━━━ Supplied text

Benny Green’s lunchtime performance at Pizza Express Soho jazz club was quite a contrast with the opening Gala Jazz Voice performance. Whereas the kick-off event of the London Jazz Festival on Friday night boasted over 40 musicians on stage at the Royal Festival Hall , on Saturday lunchtime, one man alone at the piano was able to deliver the atmosphere, energy and soul of the finest hard bop quintets and big bands of the 50s and 60s.
Benny Green’s prodigious talent brought him regular work at a young age with some of the greatest jazz masters including Art Blakey, Oscar Peterson, Ray Brown, Betty Carter, and Freddie Hubbard. Decades of first-hand experience with some of the biggest names in the music, have made him into one of the most accomplished pianists of his generation.
During the COVID lockdown, Benny spent his retreat time developing solo piano repertoire, and writing essays about his experiences with the jazz masters. He shared his progress on Facebook regularly. This process culminated in a solo piano album, “Solo” (link below) released earlier this year . So it was a real pleasure to hear him performing this repertoire live in London.
Over two sets he played twenty pieces, nearly all composed by his jazz piano heroes and mentors including Horace Silver, Duke Pearson, Duke Ellington, Dr Billy Taylor, Hank Jones, Bobby Timmons, Tommy Flanagan, Randy Weston, James Williams and Kenny Barron. His love of and devotion to the repertoire of the hard bop movement of the 50s and 60s is a welcome contribution that helps keep this music vibrant today.
His mastery of the tradition and the instrument are astonishing. His playing is characterised by a virtuosic but understated command of a wide variety of textures and techniques that allude to larger group performance styles. Whether playing quiet ballads with the lightest pianissimo, or shouting big band-like choruses in block chords with both hands, executing blistering up-tempo runs, sometimes in parallel with both hands, his improvisations are always immaculately phrased and underpinned by his impeccable swing feel and bluesy bebop vocabulary. This music is a precision art form where microsecond differences distinguish the best from the mediocre. Benny always manages to execute these subtleties perfectly and with impeccable taste.
Jazz is, at its heart, a collaborative music which frequently employs at least four musical brains to create the melody, the chords, the bass line, and the rhythm. So, the solo jazz pianist has an extreme challenge, as they need to do the work of four brains and would ideally have at least three hands. Benny Green handles this challenge as brilliantly as anyone alive today.

━━━━━━

▶ **Things to do**:
• A. How many pieces did Benny Green play over his two sets, according to the review?
• B. Reproduce a passage of the review word for word, beginning at the words "During the COVID" and stopping after "music vibrant today.".

━━━ Supplied material

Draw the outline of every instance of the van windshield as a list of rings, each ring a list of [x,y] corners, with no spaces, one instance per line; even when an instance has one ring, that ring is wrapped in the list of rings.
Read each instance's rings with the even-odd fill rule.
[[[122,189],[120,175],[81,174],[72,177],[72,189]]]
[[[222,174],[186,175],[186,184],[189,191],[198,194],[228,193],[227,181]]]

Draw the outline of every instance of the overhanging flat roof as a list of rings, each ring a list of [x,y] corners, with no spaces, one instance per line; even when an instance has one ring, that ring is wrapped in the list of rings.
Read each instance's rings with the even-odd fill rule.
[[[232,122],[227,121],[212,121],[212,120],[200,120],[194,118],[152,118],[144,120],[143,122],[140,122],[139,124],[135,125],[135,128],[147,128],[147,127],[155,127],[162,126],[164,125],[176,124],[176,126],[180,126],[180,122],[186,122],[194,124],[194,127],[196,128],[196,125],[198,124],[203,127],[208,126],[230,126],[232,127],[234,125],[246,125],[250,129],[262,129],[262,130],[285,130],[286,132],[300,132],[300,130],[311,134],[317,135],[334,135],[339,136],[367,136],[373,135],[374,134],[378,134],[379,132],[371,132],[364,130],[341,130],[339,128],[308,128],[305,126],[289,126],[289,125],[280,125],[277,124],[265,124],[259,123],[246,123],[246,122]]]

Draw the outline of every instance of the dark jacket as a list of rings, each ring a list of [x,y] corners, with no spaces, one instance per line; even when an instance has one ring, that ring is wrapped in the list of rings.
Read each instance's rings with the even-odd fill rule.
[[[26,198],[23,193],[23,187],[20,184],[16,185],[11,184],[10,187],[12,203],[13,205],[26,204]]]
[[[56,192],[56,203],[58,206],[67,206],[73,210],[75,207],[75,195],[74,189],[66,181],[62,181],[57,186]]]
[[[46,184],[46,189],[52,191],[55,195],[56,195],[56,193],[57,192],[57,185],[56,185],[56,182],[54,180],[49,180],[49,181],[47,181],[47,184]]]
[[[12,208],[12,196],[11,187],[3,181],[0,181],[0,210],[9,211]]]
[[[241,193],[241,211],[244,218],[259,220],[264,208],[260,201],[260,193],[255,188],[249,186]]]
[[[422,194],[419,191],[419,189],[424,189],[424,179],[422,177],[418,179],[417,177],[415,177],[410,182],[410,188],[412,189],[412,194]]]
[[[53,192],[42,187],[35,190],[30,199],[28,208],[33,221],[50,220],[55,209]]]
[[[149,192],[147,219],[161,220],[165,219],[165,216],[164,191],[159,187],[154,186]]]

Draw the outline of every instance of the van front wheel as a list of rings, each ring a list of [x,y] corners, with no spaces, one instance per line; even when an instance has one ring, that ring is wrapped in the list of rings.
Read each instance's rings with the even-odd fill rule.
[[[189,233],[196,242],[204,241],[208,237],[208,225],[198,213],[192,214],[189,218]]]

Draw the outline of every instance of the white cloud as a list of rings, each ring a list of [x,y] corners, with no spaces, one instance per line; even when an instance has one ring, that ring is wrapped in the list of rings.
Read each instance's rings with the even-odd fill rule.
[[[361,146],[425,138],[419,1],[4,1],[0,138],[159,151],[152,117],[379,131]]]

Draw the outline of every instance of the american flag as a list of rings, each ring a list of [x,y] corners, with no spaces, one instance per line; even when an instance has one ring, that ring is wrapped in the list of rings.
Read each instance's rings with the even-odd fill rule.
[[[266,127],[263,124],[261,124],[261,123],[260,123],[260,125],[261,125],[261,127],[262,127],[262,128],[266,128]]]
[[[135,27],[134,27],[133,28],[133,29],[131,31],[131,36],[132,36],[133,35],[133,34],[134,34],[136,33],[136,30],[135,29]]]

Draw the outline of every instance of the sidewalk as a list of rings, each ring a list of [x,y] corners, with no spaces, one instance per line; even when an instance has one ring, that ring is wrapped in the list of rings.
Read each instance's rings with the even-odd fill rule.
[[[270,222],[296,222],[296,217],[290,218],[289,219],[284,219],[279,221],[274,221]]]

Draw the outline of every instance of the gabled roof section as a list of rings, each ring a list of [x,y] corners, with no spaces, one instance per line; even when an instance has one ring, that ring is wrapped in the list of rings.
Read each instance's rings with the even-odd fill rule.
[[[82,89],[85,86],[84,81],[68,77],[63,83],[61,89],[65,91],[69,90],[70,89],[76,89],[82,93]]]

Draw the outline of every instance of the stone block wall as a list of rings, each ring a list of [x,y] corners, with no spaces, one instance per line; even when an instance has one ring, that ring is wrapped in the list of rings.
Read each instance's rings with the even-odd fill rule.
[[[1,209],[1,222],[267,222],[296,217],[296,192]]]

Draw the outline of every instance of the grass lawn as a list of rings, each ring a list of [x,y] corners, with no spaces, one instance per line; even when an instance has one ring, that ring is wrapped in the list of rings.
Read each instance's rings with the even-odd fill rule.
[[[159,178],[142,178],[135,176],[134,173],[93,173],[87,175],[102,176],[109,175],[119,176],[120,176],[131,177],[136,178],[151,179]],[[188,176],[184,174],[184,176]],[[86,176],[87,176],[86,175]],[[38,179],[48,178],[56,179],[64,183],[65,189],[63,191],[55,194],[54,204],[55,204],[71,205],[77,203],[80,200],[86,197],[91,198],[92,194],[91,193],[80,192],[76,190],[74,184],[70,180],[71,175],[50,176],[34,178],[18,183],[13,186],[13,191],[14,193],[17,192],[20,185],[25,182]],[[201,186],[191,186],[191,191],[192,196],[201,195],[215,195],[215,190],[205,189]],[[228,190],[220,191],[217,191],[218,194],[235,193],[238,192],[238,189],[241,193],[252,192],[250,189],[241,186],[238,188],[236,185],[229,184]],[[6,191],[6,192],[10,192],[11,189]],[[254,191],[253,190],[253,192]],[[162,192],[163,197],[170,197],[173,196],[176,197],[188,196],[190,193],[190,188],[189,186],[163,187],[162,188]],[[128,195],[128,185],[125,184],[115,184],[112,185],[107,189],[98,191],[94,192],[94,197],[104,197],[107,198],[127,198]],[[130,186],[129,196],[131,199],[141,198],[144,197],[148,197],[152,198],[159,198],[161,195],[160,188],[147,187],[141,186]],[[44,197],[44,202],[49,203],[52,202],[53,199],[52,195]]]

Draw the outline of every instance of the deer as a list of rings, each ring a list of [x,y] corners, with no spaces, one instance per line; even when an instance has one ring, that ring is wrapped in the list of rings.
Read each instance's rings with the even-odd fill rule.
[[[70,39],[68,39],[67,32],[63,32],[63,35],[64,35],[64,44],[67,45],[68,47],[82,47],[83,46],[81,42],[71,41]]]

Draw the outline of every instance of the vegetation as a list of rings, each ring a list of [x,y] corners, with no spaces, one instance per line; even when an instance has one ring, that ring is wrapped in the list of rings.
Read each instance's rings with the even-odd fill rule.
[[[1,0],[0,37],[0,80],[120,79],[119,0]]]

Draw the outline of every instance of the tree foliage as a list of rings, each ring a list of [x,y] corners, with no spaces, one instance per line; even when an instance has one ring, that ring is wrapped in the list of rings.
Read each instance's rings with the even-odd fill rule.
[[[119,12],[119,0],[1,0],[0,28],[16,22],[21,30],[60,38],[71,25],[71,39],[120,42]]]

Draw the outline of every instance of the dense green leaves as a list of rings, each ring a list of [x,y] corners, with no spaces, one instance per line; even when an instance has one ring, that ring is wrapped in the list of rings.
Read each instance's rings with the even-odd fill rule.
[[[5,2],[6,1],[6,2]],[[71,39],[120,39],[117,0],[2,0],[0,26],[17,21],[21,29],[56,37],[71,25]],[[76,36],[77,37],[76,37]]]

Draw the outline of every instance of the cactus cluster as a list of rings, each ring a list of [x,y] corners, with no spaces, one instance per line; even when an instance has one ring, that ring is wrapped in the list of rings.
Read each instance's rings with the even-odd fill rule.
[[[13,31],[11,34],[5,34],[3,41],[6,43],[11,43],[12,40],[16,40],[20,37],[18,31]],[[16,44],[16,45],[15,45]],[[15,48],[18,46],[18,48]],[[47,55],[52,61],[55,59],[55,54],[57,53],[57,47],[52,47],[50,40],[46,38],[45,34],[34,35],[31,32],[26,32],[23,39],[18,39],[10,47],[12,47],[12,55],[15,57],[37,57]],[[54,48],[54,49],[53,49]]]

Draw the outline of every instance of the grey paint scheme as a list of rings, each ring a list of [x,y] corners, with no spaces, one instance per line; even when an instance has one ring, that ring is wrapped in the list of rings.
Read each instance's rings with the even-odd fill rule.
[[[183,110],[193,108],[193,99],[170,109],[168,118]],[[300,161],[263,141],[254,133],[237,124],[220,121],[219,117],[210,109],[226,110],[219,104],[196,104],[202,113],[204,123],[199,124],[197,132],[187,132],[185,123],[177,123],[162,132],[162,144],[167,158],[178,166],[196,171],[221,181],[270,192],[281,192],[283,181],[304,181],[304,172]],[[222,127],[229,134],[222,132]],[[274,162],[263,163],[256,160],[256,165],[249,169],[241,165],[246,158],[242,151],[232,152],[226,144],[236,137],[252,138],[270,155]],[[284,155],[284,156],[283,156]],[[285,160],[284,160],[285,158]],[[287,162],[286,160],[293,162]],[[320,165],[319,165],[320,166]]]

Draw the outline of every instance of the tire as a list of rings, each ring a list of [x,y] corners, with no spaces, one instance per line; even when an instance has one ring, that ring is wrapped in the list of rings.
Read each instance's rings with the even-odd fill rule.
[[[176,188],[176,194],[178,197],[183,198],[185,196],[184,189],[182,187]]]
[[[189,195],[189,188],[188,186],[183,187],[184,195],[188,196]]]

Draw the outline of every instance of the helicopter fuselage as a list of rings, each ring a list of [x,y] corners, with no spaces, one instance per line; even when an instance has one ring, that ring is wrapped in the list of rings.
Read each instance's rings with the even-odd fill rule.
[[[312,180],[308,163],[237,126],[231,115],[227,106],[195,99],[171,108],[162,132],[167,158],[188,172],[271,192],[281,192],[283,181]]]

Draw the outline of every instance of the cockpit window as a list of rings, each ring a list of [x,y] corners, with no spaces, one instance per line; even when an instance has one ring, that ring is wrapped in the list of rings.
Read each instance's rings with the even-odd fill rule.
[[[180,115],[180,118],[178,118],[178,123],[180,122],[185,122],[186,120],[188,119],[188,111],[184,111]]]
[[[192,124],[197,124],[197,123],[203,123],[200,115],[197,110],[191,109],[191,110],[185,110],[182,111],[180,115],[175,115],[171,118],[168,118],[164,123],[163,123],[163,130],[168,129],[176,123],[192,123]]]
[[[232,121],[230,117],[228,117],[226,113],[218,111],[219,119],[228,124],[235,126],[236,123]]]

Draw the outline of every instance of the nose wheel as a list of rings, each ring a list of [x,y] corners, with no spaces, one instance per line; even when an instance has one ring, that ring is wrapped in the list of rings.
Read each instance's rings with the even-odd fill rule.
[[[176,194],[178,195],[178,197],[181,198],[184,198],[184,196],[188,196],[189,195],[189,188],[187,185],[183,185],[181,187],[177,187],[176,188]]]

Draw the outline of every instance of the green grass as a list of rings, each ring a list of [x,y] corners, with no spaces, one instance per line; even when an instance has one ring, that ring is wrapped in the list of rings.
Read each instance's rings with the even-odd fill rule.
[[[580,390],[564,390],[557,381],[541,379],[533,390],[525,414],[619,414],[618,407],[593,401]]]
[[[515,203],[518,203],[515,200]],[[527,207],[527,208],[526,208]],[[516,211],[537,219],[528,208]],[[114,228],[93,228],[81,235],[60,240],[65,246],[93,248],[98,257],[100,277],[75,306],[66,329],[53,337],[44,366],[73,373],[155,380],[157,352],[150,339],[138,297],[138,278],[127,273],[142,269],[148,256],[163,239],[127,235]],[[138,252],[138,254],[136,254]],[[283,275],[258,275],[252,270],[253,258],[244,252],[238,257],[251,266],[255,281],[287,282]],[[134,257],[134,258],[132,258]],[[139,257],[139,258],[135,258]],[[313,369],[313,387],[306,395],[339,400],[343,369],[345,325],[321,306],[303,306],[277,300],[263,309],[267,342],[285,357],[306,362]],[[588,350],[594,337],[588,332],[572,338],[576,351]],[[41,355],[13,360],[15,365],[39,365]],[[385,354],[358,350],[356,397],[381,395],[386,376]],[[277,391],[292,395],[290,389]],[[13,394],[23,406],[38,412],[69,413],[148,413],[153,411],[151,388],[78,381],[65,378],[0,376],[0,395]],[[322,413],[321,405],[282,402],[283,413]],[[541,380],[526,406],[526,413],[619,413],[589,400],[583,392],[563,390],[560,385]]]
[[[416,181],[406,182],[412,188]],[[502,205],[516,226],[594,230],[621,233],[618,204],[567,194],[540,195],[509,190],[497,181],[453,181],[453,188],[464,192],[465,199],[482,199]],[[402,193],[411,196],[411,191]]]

━━━━━━

▶ **Answers to the exercise**:
• A. Twenty

• B.
During the COVID lockdown, Benny spent his retreat time developing solo piano repertoire, and writing essays about his experiences with the jazz masters. He shared his progress on Facebook regularly. This process culminated in a solo piano album, “Solo” (link below) released earlier this year . So it was a real pleasure to hear him performing this repertoire live in London.
Over two sets he played twenty pieces, nearly all composed by his jazz piano heroes and mentors including Horace Silver, Duke Pearson, Duke Ellington, Dr Billy Taylor, Hank Jones, Bobby Timmons, Tommy Flanagan, Randy Weston, James Williams and Kenny Barron. His love of and devotion to the repertoire of the hard bop movement of the 50s and 60s is a welcome contribution that helps keep this music vibrant today.